Objetivo da tarefa –
Dê sequência ao trecho sobre a aliança anti-ocidental, começando logo depois da última frase.

Trecho fornecido –
Também essencial é a ajuda que o esquema recebe de alguns grupos político-econômicos norte-americanos, os quais, enlouquecidos pela ambição de mandar no mundo por meio do Estado global em germe na ONU, se voltam contra o seu próprio país. Se não fosse pelo Partido Democrata, pelas fundações Rockefeller e Ford, pelo New York Times e entidades semelhantes, há muito tempo a santa aliança anti-ocidental já teria se desfeito em cacos.

Nesse vasto front, a ausência de unidade ideológica formal é uma garantia contra polêmicas internas debilitantes. Ao mesmo tempo, serve para desorientar o adversário, que não sabe ao certo contra quem está lutando. A linha divisória, com efeito, não pode ser demarcada em termos de comunismo e anticomunismo, porque os comunistas sacrificaram a urgências maiores a antiga rigidez do seu discurso; nem de capitalismo e anticapitalismo, pois há poderosos interesses capitalistas de ambos os lados; nem de Estados em conflito, porque muitos Estados têm dentro de si inimigos piores que no exterior; nem de guerra civilizacional, como pretende Samuel Huntington, pois seria absurdo jogar sobre as costas do Islam a responsabilidade por uma doutrina tão “ocidental” quanto o marxismo, ainda um fator intelectual importante na luta pela conquista mundial.

O melhor estudo a respeito é “Liberal Democracy vs. Transnational Progressivism“, de John Fonte.

Mas “progressismo transnacional” é apenas um nome provisório para designar a densa cobertura retórica de ódios irracionais e calúnias desencontradas que adorna um movimento cuja unidade estratégica é, no entanto, inegável.

Trechos dos registros –
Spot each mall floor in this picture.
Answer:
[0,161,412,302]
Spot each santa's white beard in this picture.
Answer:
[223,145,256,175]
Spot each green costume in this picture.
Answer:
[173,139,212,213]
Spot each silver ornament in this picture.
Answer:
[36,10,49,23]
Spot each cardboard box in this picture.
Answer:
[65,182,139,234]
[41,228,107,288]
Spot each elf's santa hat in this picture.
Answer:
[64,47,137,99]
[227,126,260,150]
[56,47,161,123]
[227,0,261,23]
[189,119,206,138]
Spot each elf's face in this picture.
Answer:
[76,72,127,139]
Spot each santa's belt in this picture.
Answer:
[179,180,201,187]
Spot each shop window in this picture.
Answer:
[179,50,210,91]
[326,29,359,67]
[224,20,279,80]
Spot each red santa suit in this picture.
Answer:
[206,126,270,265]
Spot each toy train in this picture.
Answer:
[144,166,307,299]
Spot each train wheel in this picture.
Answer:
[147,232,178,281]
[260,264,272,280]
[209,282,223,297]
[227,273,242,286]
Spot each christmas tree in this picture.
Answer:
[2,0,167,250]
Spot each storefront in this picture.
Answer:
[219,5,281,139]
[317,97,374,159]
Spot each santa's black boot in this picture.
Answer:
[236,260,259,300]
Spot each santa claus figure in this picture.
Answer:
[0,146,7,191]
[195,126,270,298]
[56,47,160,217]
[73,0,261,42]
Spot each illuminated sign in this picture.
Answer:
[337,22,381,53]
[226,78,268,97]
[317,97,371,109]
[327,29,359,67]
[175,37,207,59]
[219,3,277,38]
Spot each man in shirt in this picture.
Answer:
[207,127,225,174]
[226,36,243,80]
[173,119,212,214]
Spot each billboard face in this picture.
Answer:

Resultado da tarefa –
Essa unidade revela-se da maneira mais patente na rapidez com que Estados, partidos, facções e ONGs das mais diversas filiações nominais acorrem disciplinadamente para apoiar todas as causas, mesmo inconexas em aparência, que sirvam para corroer as bases da civilização ocidental. Isto vai desde o anti-americanismo, o anti-israelismo, o anticristianismo explícitos, até as quotas raciais, o desarmamento civil, o casamento gay, o alarmismo ecológico, o abortismo, a imposição do vocabulário “politicamente correto”, a medicalização da sociedade e a liberação das drogas pesadas — com seu complemento dialético infalível, a proibição do tabaco. Todos esses movimentos vêm de fonte única — a intelectualidade ativista entrincheirada nos organismos internacionais –, mas entre eles o observador leigo não enxerga a menor ligação e, colaborando com a parte, não imagina estar ajudando o todo.

O ataque multilateral, além de apagar as pistas da unidade estratégica que o inspira, ainda se prevalece das vantagens da propaganda contraditória, psicologicamente mais eficaz que a persuasão coerente.

Contribui ainda para estontear o observador o fato de que as ações pautadas por essa estratégia não se executam por meio de canais uniformes de fácil identificação, mas de uma complexa rede de organizações diversas, abrangendo partidos, ONGs, jornais, canais de TV, igrejas, escolas, clínicas de psicologia, instituições assistenciais de fachada e até entidades sem existência legal como quadrilhas de traficantes, grupos guerrilheiros ou o nosso MST. Os vínculos ideológicos são aí tão evanescentes quanto são sólidas e manifestas as conexões políticas e financeiras, hoje bem conhecidas.

Nada disso é secreto, nem ao menos disfarçado: é apenas complicado demais para o observador burrinho (o que inclui boa parte das chamadas “elites”), porém simples para intelectuais do porte de Lukacs, Gramsci e seus sucessores.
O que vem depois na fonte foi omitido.